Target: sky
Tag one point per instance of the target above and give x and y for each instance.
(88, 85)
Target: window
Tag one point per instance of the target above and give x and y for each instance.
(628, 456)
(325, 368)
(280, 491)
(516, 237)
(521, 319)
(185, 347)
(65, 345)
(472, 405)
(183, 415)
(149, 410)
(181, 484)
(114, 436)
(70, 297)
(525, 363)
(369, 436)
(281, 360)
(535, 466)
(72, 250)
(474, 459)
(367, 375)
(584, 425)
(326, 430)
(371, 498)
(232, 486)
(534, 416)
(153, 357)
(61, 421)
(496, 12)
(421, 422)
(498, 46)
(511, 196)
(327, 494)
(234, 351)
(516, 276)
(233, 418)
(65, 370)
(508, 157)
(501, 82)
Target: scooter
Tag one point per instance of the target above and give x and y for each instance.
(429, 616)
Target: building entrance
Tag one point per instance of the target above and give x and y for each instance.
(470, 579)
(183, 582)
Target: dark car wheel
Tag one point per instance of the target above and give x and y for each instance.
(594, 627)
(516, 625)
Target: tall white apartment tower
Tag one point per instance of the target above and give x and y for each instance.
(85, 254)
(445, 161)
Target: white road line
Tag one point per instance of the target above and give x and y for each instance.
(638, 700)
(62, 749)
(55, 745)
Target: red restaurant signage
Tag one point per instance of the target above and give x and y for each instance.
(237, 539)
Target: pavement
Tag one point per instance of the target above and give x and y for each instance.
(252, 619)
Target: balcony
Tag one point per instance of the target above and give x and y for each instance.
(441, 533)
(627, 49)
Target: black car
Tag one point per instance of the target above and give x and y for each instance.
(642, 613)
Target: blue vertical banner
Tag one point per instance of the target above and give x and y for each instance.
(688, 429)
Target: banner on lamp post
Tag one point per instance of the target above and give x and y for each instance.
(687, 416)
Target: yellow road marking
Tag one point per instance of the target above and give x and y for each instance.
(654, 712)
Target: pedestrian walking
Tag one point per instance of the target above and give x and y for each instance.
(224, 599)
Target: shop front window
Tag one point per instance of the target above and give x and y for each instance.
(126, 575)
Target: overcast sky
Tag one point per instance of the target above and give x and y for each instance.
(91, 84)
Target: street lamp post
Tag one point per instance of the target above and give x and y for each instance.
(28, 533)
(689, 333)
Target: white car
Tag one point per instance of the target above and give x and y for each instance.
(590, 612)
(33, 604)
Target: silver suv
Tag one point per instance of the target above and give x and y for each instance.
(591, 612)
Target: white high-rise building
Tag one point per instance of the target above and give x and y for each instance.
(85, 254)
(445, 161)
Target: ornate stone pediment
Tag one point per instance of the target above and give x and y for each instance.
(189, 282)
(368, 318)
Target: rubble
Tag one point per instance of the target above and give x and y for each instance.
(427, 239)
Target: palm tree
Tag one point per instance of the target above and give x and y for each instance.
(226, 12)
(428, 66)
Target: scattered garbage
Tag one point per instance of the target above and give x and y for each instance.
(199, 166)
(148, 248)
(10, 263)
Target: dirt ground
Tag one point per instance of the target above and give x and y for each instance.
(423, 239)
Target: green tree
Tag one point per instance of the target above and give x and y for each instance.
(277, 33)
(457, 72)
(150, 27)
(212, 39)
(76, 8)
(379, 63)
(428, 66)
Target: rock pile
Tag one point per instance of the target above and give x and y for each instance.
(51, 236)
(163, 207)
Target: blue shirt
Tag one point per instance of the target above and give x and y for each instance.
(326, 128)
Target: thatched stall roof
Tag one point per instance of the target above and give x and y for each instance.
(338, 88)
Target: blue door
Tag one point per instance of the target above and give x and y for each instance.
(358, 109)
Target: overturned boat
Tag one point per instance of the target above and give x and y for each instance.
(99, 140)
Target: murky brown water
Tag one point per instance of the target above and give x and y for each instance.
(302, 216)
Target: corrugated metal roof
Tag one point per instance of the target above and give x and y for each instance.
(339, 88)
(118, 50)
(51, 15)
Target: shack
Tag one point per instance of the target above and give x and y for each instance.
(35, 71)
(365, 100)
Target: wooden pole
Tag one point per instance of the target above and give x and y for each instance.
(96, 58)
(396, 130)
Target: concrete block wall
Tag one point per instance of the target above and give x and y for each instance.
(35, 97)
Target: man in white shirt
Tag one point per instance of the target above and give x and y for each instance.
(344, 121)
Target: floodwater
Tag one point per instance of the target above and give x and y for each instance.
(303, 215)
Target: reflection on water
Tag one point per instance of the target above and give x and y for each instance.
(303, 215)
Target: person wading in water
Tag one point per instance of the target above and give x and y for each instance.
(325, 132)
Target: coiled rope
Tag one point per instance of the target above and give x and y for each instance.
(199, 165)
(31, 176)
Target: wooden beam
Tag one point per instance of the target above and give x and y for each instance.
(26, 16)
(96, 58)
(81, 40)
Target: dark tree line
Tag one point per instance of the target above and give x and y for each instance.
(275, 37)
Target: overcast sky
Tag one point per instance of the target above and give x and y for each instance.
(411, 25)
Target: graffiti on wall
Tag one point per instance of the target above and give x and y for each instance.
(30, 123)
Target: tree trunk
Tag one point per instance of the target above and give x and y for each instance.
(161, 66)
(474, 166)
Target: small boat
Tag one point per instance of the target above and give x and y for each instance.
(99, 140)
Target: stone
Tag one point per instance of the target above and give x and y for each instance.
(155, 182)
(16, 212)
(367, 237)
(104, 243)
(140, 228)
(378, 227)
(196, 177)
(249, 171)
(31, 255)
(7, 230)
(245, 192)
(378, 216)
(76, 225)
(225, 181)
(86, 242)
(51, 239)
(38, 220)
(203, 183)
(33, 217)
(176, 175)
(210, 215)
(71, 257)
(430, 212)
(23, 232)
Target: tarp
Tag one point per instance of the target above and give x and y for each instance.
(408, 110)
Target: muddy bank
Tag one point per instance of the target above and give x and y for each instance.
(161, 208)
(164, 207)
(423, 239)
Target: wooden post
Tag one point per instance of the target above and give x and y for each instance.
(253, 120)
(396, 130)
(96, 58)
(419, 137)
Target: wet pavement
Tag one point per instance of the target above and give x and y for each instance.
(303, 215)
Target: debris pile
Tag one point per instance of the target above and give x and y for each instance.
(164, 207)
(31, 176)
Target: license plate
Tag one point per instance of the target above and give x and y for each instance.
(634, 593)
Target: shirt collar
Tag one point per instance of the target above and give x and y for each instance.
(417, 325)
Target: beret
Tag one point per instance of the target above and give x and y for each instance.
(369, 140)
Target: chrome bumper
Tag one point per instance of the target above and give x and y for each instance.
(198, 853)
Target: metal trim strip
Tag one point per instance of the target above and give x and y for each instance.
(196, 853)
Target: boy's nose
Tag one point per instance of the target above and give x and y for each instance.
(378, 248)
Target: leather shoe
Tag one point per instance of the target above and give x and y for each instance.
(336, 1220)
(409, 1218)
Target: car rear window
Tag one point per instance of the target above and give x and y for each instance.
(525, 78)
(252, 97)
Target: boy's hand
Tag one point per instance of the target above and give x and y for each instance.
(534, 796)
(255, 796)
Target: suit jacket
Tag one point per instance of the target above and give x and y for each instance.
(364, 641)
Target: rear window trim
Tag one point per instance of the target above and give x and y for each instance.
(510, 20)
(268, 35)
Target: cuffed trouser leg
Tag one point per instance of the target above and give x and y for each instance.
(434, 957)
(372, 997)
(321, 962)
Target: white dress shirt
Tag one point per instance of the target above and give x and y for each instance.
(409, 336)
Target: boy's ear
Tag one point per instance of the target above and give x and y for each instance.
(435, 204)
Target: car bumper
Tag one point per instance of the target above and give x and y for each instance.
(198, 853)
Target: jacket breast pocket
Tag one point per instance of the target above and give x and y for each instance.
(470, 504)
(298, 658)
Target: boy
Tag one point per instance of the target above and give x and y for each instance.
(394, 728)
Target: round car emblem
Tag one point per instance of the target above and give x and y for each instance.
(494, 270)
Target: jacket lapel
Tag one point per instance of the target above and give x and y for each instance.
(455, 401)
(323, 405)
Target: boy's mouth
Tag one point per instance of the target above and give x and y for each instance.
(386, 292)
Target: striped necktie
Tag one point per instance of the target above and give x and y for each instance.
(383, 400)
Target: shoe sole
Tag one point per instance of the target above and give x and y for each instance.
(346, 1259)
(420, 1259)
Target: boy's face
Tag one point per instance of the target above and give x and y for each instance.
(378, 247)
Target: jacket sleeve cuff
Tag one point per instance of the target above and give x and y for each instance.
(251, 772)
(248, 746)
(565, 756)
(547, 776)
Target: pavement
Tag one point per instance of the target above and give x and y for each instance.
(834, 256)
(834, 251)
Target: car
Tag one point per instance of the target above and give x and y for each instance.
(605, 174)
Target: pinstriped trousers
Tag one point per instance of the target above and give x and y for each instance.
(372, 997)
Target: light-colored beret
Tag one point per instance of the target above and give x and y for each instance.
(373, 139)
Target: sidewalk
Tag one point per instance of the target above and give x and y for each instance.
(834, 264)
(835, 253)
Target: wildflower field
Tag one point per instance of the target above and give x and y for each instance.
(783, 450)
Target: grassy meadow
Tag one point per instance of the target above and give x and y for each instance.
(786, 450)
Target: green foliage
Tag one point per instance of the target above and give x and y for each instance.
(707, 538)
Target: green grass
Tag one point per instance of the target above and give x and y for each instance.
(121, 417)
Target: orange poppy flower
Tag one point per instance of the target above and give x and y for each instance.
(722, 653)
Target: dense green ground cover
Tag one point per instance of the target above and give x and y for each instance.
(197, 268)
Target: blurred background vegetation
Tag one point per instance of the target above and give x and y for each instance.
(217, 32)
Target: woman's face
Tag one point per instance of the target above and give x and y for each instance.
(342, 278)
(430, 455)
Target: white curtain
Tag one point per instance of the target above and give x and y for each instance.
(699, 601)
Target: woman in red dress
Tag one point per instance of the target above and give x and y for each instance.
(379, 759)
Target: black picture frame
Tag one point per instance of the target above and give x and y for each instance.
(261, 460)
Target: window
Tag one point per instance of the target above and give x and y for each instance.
____________________
# GOAL OF THE EXERCISE
The range runs from the line above containing "Target: jacket breast pocket" to the line containing "Target: round car emblem", inclusive. Restate those lines word for word and no others.

# EXERCISE RESPONSE
Target: jacket breast pocket
Tag one point per instance of the target above and give x and y for each instance.
(470, 504)
(298, 658)
Target: boy
Tag one point per instance of the target above and give x and y for each instance.
(394, 728)
Target: round car emblem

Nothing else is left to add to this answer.